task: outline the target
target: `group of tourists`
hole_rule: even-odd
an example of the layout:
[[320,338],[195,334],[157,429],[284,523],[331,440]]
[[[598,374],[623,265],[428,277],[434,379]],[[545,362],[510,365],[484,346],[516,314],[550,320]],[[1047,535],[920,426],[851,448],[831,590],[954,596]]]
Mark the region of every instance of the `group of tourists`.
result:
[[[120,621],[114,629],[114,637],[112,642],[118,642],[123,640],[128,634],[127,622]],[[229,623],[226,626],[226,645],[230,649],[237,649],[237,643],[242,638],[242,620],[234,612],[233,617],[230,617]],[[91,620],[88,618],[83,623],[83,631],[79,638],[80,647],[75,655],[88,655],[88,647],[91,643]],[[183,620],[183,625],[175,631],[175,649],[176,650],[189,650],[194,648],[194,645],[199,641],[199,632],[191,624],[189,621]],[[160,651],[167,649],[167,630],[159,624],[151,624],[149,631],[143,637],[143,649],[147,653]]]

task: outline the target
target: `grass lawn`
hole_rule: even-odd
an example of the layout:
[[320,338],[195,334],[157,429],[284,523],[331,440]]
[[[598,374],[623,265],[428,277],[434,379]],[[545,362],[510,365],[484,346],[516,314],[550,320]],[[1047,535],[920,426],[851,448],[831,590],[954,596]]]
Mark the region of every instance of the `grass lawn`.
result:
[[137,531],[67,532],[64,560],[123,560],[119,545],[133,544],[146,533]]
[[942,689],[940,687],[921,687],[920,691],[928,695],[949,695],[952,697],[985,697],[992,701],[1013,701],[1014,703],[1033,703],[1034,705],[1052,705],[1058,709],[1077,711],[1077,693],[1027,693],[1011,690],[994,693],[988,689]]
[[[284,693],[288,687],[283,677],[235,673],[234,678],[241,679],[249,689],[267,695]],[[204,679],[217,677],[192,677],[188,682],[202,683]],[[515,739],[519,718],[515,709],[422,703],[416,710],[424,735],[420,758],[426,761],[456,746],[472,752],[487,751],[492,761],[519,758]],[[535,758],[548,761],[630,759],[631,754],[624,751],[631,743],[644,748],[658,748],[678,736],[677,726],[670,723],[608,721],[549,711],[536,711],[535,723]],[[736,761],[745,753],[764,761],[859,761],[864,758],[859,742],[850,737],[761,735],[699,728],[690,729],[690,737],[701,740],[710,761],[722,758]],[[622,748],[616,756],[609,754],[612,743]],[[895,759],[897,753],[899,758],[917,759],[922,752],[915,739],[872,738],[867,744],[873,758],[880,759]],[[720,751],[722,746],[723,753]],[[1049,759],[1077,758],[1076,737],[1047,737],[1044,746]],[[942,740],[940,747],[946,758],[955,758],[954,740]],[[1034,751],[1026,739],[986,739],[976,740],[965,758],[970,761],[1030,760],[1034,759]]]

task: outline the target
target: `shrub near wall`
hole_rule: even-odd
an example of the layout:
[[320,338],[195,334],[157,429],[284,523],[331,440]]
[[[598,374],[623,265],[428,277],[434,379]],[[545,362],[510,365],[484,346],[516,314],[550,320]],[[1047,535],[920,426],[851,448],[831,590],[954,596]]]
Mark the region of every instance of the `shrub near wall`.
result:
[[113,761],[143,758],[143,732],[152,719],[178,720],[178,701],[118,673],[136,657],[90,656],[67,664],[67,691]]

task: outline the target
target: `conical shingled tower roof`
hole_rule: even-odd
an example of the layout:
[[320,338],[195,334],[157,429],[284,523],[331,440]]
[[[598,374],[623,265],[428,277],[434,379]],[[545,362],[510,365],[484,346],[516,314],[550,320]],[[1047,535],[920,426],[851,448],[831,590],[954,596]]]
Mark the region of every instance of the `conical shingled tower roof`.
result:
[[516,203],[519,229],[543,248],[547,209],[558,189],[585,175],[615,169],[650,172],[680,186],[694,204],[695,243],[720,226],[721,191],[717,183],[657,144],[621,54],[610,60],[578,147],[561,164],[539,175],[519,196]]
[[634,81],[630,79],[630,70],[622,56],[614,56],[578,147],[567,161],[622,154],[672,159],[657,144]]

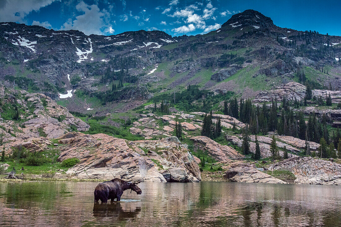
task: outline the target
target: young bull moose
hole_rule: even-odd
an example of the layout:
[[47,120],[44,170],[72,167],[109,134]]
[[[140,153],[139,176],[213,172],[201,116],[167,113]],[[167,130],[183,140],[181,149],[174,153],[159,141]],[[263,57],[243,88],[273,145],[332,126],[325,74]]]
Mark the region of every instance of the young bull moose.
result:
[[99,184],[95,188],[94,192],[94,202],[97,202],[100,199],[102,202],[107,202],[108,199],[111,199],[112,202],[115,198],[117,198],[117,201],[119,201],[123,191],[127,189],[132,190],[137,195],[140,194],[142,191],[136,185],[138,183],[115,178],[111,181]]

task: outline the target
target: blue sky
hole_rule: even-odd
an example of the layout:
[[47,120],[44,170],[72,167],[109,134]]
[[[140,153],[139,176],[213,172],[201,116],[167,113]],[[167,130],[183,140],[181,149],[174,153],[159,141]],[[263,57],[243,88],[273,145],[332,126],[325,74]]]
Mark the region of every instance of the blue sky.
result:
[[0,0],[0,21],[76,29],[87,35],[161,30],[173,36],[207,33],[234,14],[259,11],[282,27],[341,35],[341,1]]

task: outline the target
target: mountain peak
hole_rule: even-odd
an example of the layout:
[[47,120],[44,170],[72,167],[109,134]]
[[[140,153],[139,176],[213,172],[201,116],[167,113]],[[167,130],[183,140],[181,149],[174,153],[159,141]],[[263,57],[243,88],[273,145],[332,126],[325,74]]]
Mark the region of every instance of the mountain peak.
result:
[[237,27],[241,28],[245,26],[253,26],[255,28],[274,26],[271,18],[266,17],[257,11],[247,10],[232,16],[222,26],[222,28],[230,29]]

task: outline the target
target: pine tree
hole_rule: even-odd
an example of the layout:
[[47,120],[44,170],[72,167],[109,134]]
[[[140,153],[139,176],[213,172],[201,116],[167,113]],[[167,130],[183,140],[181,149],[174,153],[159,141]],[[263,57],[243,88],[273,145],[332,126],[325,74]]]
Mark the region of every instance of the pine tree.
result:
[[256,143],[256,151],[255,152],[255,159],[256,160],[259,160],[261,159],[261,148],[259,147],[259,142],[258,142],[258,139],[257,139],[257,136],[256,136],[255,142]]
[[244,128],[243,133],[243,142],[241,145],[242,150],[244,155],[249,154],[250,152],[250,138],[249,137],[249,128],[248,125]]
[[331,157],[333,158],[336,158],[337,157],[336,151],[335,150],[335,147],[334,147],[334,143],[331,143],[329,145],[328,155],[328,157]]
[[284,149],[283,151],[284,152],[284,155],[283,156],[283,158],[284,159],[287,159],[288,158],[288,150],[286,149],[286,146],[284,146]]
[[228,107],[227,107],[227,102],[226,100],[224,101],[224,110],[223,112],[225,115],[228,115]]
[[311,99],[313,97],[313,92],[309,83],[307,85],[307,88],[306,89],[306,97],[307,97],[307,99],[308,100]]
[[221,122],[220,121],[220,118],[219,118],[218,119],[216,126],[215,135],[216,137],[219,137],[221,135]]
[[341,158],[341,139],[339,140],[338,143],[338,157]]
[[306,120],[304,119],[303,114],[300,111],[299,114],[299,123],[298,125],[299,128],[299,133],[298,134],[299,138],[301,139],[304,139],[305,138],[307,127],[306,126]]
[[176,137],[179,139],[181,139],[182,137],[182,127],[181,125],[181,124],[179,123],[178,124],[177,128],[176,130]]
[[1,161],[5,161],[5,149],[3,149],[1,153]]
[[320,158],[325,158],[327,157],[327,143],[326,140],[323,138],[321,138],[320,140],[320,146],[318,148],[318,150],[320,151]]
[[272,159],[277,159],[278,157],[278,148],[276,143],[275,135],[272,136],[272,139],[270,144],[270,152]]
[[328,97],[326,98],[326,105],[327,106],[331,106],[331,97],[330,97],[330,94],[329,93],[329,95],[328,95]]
---
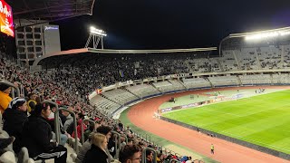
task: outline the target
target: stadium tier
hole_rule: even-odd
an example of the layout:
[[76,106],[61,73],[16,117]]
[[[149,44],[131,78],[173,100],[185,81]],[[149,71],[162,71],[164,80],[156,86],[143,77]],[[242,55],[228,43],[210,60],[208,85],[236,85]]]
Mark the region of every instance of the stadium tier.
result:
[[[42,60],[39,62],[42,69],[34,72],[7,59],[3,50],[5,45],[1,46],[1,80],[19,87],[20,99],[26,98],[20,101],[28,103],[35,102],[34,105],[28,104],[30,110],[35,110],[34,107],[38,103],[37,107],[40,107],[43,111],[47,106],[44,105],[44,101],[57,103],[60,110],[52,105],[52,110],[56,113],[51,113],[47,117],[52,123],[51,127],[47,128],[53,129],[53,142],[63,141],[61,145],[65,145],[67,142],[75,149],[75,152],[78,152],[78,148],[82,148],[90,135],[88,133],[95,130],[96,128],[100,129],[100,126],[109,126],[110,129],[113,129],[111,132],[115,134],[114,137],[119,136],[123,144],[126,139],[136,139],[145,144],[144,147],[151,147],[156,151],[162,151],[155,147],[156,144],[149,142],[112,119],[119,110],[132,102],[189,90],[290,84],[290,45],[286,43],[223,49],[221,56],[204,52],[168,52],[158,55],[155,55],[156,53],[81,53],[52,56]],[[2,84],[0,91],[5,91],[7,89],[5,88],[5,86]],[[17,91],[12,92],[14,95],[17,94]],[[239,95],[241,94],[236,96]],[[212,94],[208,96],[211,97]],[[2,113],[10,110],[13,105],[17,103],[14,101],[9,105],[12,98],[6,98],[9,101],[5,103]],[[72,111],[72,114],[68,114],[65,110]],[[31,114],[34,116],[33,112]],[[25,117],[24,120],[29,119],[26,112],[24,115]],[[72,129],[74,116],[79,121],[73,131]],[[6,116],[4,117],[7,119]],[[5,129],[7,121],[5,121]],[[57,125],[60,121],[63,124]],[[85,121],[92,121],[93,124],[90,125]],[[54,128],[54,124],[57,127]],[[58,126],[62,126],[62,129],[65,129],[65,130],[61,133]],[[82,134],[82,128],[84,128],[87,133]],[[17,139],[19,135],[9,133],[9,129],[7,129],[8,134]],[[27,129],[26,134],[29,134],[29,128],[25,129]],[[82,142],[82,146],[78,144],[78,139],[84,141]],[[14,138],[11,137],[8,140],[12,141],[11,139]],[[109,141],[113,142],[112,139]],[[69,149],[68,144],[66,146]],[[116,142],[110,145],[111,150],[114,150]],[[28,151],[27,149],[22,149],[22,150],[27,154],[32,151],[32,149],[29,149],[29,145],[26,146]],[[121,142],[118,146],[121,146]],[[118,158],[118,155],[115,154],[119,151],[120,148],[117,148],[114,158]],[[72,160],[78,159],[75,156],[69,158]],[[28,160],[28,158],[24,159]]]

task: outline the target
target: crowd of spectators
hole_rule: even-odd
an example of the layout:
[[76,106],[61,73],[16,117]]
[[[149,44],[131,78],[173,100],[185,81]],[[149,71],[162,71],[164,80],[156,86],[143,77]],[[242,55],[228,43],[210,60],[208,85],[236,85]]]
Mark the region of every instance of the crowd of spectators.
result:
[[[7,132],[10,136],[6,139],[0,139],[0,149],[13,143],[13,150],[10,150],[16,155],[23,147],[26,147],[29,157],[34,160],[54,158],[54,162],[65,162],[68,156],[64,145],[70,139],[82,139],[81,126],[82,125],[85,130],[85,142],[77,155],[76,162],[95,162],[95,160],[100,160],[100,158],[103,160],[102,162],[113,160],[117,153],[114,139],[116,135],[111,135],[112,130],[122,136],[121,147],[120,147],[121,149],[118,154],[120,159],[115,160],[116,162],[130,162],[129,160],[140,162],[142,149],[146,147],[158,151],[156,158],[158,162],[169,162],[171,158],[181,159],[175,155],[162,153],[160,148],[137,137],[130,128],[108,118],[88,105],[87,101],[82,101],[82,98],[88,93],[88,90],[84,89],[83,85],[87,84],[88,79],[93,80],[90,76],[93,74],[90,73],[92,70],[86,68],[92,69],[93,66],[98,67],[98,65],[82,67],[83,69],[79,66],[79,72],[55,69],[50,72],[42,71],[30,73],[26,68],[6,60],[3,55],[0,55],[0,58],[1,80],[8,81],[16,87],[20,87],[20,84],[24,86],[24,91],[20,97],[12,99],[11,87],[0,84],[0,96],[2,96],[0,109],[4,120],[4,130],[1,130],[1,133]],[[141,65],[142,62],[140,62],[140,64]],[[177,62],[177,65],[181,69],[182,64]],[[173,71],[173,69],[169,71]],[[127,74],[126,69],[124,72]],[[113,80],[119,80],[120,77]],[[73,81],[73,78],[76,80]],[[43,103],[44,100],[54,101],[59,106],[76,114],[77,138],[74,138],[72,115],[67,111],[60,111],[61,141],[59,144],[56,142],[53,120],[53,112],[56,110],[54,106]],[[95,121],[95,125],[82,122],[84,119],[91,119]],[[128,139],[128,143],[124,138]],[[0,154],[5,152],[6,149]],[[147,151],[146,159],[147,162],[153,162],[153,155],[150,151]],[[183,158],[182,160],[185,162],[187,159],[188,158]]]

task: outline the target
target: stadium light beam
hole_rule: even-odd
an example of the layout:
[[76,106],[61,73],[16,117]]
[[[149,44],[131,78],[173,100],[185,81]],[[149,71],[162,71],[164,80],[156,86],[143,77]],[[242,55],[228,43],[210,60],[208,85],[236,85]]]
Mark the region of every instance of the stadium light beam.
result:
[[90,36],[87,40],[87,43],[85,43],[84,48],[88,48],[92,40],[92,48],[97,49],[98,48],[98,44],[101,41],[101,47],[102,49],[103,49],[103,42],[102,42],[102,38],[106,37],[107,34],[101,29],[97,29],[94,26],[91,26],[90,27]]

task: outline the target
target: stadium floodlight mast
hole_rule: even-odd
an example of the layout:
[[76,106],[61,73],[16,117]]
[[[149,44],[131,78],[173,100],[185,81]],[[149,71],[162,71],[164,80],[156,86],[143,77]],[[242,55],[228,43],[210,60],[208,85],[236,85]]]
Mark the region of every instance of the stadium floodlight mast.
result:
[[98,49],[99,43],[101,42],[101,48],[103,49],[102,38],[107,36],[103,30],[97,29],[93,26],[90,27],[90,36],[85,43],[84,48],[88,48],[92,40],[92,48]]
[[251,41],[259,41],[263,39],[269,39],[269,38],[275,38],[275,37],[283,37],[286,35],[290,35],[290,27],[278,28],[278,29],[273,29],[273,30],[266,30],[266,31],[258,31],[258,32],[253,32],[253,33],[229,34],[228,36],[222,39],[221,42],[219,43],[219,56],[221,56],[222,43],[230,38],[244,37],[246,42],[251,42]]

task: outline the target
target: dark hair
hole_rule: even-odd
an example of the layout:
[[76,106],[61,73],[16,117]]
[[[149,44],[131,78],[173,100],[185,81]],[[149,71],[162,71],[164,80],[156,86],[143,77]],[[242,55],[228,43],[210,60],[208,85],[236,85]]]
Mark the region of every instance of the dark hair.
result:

# [WHAT THIS TASK INVOLVES]
Return every line of the material above that contains the string "peak", copying each line in full.

# [EXERCISE OUTPUT]
target: mountain peak
Mark the region of every instance of the mountain peak.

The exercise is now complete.